Stored data entries

^^^^^^^^

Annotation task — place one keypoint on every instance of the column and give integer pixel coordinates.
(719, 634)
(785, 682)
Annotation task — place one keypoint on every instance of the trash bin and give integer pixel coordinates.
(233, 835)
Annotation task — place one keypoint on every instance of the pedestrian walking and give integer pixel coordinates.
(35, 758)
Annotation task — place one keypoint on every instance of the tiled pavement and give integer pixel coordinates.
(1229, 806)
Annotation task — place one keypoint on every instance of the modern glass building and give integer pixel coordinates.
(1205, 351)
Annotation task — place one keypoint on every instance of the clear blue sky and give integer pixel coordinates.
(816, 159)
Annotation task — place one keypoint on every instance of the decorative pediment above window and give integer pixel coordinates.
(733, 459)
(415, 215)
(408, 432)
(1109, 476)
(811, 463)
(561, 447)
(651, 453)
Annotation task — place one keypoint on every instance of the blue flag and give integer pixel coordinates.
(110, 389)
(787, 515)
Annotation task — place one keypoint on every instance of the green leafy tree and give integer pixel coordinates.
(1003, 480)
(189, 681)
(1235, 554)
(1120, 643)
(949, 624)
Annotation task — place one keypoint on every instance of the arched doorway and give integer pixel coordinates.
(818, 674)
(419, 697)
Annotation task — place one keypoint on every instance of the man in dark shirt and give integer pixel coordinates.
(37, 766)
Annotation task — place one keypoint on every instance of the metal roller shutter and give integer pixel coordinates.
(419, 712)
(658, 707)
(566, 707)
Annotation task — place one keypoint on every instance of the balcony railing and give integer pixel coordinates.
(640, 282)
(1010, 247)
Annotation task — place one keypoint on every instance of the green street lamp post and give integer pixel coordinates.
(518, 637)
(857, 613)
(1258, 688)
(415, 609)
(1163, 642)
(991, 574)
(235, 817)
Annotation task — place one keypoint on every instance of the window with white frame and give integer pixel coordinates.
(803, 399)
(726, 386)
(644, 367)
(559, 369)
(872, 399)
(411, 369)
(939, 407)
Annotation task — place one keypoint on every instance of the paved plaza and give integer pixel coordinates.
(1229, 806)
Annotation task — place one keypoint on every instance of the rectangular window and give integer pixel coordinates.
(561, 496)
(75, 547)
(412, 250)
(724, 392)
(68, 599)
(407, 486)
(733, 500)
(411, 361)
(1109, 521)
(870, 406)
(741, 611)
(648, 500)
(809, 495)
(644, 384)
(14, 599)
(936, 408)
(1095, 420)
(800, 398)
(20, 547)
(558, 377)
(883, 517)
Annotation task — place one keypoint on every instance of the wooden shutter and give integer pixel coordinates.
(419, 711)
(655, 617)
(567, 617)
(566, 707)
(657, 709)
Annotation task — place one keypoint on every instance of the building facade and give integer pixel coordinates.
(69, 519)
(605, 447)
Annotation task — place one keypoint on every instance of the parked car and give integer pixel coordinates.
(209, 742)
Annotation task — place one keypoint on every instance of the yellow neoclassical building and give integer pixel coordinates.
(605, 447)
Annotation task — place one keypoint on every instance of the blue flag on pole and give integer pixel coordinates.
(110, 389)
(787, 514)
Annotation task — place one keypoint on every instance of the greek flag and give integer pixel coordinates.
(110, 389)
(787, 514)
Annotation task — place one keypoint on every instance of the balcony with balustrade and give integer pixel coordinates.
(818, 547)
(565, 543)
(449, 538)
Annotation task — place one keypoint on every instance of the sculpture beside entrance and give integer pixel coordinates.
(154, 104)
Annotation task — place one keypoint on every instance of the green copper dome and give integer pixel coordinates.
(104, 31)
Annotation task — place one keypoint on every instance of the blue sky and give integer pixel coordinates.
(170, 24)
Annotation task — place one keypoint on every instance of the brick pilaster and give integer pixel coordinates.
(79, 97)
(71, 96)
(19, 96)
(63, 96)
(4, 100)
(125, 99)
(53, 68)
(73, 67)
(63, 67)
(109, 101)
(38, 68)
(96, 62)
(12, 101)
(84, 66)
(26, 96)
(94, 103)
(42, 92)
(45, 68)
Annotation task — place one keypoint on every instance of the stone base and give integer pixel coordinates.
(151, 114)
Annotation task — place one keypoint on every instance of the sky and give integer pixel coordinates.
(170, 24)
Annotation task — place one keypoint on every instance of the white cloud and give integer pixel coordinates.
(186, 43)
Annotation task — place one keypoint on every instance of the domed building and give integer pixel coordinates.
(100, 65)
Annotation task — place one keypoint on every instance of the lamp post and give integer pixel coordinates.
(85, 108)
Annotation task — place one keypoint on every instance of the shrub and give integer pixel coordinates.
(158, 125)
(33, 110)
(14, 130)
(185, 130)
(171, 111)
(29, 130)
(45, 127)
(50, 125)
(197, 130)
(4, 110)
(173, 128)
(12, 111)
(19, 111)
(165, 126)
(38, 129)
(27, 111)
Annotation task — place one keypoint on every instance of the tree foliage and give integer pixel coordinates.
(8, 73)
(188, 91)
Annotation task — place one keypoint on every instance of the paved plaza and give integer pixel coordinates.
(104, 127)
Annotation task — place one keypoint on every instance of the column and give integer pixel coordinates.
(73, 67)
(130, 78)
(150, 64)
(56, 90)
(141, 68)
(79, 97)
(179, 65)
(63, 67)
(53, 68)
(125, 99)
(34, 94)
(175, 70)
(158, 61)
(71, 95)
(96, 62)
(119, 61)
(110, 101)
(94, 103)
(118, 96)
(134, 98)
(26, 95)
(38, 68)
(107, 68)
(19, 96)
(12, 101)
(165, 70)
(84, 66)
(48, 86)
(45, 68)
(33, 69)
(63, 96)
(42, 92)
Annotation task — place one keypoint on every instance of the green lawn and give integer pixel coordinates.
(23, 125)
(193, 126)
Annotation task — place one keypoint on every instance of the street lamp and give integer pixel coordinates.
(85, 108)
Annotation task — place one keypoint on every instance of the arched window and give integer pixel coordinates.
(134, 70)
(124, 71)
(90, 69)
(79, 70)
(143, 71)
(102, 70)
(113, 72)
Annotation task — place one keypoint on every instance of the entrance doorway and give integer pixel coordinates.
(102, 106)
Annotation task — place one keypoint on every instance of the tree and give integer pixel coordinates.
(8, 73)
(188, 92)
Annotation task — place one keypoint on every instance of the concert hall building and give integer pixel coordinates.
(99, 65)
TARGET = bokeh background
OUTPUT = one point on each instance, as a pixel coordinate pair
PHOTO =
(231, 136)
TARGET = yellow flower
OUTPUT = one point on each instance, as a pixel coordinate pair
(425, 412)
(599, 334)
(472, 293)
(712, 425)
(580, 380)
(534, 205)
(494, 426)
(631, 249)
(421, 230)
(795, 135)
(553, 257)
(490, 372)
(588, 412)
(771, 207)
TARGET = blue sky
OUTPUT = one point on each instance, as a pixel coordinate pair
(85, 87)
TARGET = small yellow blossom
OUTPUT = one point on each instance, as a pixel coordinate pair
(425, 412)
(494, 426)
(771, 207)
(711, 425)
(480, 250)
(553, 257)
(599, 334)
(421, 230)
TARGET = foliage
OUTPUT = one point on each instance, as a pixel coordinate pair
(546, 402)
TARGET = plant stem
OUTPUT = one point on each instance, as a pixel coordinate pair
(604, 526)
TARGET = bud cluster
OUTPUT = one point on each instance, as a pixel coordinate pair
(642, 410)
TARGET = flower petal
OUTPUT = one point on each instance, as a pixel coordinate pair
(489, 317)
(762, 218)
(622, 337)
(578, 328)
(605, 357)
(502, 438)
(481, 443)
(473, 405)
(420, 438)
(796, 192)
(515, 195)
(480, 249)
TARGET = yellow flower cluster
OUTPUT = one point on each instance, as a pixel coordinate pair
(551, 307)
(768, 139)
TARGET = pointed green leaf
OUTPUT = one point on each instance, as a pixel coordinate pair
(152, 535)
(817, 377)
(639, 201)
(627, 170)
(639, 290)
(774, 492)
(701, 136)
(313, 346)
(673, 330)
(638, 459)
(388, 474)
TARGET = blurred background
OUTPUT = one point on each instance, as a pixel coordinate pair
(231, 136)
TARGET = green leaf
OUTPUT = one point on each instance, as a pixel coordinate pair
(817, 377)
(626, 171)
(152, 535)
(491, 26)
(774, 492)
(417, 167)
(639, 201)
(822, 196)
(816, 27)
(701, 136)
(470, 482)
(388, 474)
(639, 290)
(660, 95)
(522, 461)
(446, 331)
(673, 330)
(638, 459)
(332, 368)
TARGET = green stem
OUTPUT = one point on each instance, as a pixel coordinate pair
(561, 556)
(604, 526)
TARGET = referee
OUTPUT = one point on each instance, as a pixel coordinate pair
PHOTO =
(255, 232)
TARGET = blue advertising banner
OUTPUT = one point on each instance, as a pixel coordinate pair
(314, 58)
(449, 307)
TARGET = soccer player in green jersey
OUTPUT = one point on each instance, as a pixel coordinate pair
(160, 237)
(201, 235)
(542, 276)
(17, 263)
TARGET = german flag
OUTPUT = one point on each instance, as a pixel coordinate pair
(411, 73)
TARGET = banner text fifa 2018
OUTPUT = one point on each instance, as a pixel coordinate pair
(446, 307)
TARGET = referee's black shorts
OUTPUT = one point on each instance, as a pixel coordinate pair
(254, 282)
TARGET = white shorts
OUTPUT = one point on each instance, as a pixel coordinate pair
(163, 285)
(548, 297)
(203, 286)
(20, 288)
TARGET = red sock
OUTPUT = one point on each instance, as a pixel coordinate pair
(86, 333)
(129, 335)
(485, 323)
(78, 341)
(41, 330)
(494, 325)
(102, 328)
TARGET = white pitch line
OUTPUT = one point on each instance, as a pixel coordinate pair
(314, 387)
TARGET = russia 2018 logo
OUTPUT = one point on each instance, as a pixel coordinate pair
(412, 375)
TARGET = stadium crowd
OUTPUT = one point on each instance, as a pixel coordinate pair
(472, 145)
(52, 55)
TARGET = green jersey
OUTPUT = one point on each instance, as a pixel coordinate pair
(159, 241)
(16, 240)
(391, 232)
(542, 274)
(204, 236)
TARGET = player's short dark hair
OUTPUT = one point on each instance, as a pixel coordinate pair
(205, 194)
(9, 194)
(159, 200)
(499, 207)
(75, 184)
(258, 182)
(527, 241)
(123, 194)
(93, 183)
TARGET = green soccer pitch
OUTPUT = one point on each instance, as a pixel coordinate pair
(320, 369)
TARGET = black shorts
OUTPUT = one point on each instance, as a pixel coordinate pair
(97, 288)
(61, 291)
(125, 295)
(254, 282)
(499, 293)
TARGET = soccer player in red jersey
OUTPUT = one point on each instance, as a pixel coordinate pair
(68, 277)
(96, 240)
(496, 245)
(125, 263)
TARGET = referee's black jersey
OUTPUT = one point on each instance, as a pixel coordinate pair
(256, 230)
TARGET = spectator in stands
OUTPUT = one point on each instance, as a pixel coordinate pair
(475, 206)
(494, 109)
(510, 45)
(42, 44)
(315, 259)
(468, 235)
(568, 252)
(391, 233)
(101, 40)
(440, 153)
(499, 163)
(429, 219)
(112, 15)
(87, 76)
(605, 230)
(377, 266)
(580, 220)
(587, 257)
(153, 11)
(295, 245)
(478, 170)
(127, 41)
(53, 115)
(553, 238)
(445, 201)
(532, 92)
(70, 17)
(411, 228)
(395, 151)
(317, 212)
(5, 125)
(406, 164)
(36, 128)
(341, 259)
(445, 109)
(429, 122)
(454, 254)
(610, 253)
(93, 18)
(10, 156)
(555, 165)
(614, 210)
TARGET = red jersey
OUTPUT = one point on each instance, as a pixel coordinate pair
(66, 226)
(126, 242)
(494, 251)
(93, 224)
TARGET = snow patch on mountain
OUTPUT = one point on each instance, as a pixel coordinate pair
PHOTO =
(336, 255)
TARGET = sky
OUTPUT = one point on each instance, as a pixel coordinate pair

^^^^^^^^

Exercise prompt:
Within the records above, find every line holding the word "stem" and give the total as a bare number.

Task solution:
2